Task directions: Repeat, exactly and in full, the lines of the listing below, but without any pictures.

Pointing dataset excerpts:
►

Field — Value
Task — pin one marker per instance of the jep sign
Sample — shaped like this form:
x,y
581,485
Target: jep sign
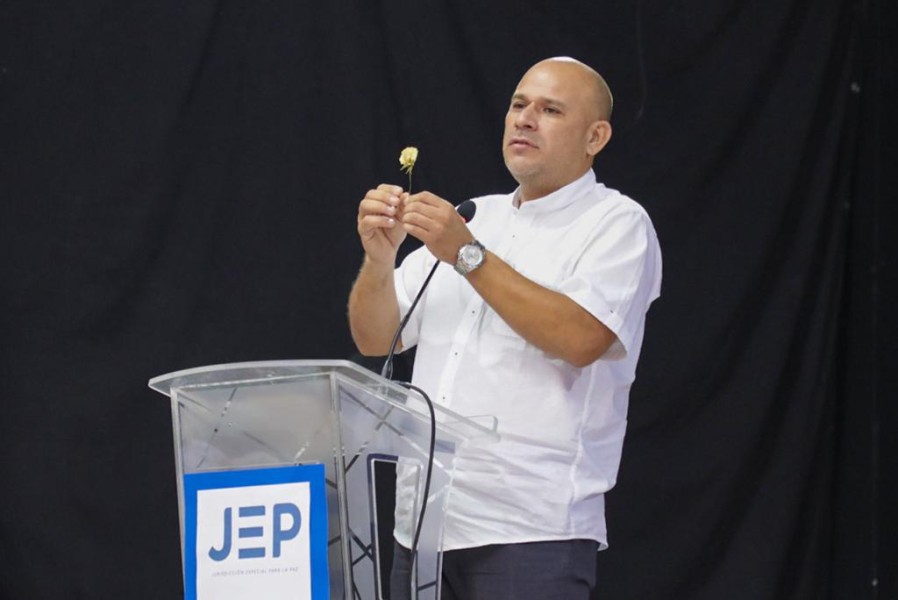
x,y
259,533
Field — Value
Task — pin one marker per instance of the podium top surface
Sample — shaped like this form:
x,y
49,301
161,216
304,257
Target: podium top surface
x,y
265,372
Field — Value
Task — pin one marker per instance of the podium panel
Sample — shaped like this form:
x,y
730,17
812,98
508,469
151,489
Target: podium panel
x,y
257,416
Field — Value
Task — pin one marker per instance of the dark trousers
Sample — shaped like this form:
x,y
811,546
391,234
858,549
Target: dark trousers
x,y
564,570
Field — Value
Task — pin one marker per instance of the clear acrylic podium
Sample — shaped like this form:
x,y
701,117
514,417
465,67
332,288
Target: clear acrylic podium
x,y
335,413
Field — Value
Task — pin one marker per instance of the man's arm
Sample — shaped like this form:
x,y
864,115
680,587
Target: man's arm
x,y
547,319
373,306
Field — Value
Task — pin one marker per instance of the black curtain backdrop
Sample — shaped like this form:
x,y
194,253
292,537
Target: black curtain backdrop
x,y
179,188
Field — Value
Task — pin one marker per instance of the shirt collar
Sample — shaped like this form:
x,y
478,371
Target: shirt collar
x,y
559,198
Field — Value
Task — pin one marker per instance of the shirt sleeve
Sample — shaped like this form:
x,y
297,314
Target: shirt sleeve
x,y
618,275
408,278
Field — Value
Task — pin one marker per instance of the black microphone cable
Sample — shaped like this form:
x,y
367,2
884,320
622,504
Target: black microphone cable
x,y
427,476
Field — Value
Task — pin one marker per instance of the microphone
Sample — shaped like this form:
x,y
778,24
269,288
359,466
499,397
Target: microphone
x,y
466,210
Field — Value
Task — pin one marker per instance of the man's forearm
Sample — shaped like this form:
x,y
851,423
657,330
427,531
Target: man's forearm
x,y
373,309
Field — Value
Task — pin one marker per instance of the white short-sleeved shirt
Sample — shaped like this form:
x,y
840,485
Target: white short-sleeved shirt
x,y
562,427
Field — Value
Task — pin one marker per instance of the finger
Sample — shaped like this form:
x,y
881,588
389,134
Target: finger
x,y
422,207
390,188
370,206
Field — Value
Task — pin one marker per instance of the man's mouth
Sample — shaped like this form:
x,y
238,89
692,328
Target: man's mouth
x,y
519,142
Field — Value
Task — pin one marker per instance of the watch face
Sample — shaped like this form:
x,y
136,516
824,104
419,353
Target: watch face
x,y
471,255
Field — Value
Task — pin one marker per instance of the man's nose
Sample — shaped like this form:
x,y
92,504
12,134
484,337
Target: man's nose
x,y
526,118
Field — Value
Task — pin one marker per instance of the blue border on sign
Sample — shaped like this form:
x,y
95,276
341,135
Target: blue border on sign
x,y
312,473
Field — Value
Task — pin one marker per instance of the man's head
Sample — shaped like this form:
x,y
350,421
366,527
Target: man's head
x,y
557,122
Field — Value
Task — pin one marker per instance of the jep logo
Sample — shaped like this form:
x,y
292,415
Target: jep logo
x,y
278,534
254,538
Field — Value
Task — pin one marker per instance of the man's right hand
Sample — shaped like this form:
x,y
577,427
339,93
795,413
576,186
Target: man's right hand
x,y
379,223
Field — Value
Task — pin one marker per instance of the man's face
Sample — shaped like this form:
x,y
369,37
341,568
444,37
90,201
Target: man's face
x,y
548,128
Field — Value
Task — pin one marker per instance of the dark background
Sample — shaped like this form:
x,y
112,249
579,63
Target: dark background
x,y
179,182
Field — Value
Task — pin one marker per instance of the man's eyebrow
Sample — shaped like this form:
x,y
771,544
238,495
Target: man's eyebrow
x,y
543,99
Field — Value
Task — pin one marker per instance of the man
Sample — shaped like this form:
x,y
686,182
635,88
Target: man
x,y
540,324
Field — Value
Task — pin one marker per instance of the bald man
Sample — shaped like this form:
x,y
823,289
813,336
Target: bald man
x,y
540,323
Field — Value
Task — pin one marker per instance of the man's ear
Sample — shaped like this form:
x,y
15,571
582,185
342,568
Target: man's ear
x,y
599,136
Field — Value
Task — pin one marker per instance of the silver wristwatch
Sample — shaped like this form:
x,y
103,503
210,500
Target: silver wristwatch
x,y
470,256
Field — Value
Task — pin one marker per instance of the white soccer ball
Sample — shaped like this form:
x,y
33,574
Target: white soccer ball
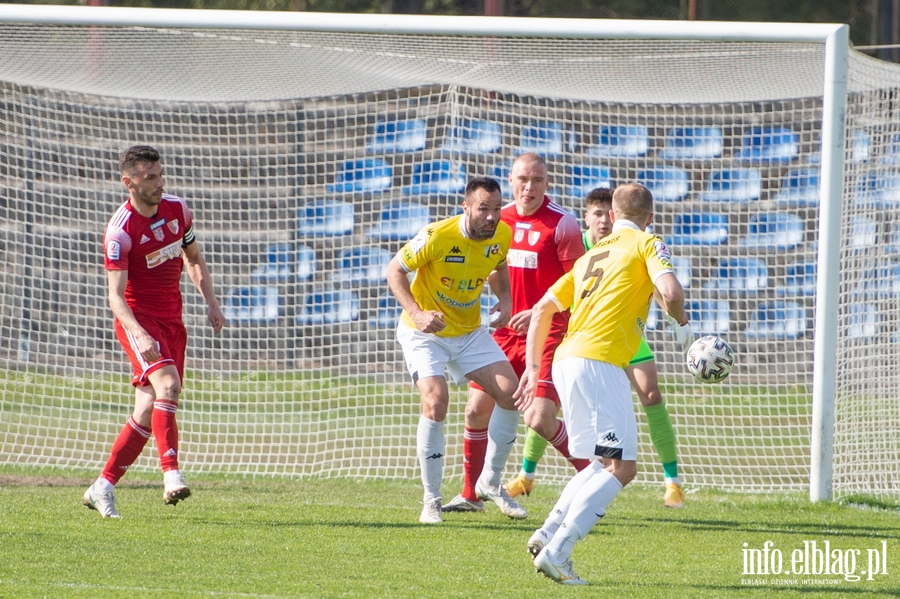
x,y
710,359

◄

Answer to this problem:
Field — Value
Task — pin one marker per instance of the jep sign
Sample — shaped like this form:
x,y
581,485
Target: jep sign
x,y
259,533
Field — Value
Task — pin one marker per instance of the podium top surface
Sample — shaped like this form:
x,y
49,301
161,216
304,257
Target: podium top surface
x,y
265,372
Field — Value
Task — pin one marker per instance of the podium panel
Sample — shaped like this form:
x,y
730,17
812,98
508,469
151,489
Target: podium panel
x,y
257,416
Field — Value
Task — pin one marker per instance of the dark trousers
Sample — shaped like this form:
x,y
811,546
391,234
858,549
Target: dark trousers
x,y
564,570
Field — Value
Task — pin one marker per instance of the clear acrylic podium
Sample — shaped like this form:
x,y
701,117
514,417
465,67
332,288
Target: clear acrylic podium
x,y
335,413
Field — Value
Task — pin one marker per instance of the man's arm
Sample — shaped like this form:
x,y
864,115
680,587
Target: man's arm
x,y
547,319
373,306
Field — Value
Task — pin one marker per instance of the black curtain backdrop
Sample — shaped like this form:
x,y
194,253
292,537
Target: black curtain backdrop
x,y
179,188
Field — Value
Task — pin one marker per instance of the shirt collar
Sample — shaped like this form:
x,y
478,371
Target: shirt collar
x,y
559,198
Field — Value
Task — pin one marker per instance of the shirt sleeve
Sample — shaped like this form:
x,y
297,314
Target: shirt sleeve
x,y
618,275
408,278
Field — Value
Task — pin one marker per instance of the black microphone cable
Sample — shaped like this form:
x,y
367,2
884,320
622,504
Target: black microphone cable
x,y
427,476
Field — Value
Task — pin one marker per instance of the microphone
Sample — shaped like this form:
x,y
778,24
269,288
359,466
499,397
Target: microphone
x,y
466,210
Field — Value
Task — pin one marker per instance of the man's forearm
Sample — shaped like this form:
x,y
851,423
657,330
427,531
Target: man's forearm
x,y
373,309
Field — Value
Task — pin one marker per instance of the white short-sleeved shirt
Sample — shaped like this form:
x,y
840,485
Target: white short-sleeved shirt
x,y
562,427
Field — Value
Task — pin one marker per instance of the finger
Sample — shaped like this form:
x,y
881,588
389,134
Target: finger
x,y
422,207
390,188
370,206
Field — Value
Task — pin one marker per instance of the man's mouth
Sample — shaped like this form:
x,y
238,89
692,328
Target: man's mouth
x,y
519,142
Field — Value
Task — pin one marker per instance of the watch face
Sample — shaped like this form:
x,y
136,516
824,104
419,353
Target: watch face
x,y
471,255
Field — Value
Task — pin one marker per instance of the man's nose
Sample — shaped like this form:
x,y
92,504
12,134
484,337
Target: man's nose
x,y
526,118
Field — Value
Task — pin one marker per instance of the blue border on sign
Sample — shaped like this form:
x,y
95,276
341,135
Target: blue border on sign
x,y
312,473
Field — Value
Task — pin one marker per instance of the man's head
Sample — shaped like this form:
x,y
350,421
366,527
Target: man's head
x,y
557,122
Field — Value
Task — pin one marker per instance of the jep logo
Sample — shaped like this form:
x,y
292,415
Target: jep logo
x,y
278,534
254,538
Field — Value
Task — pin one marker per instance of the man's right hand
Sample — shaped like this form:
x,y
577,427
339,93
795,413
576,186
Target: man's right hand
x,y
379,223
Field — Value
Task — pin one marker per instance of the man's face
Sample — shaped like this form:
x,y
369,37
341,568
444,37
90,201
Target: man's face
x,y
548,128
Field — Value
Task — pin one marker per instance of the dark background
Sample — shaped like this form:
x,y
112,249
579,63
Target: dark background
x,y
179,182
Field — Value
Task — pin one marker per instance of the man's eyebrow
Sample — shaped like this form:
x,y
771,544
238,495
Target: man's eyebrow
x,y
543,99
Field — Value
Task — pin one marker per instance of the man
Sample — shaped like this form:
x,y
686,182
635,88
Target: man
x,y
540,324
Field — Value
Task — pin one marker per instance of the bald man
Sample — shaped like this form:
x,y
823,289
813,336
Target: bald man
x,y
540,323
Field — Value
Task — pin one marker per instance of the man's ear
Sample — shaped like this form:
x,y
15,571
582,185
342,568
Target: man's ear
x,y
599,136
Field — Value
Task — pin one marker per instance of the silver wristwatch
Sample — shaped like this form:
x,y
103,503
210,500
Target: silver wristwatch
x,y
470,256
Field — Value
Task — pin one marker per instance of the white soccer ball
Sample — shaped like this form:
x,y
33,574
Target: white soccer ball
x,y
710,359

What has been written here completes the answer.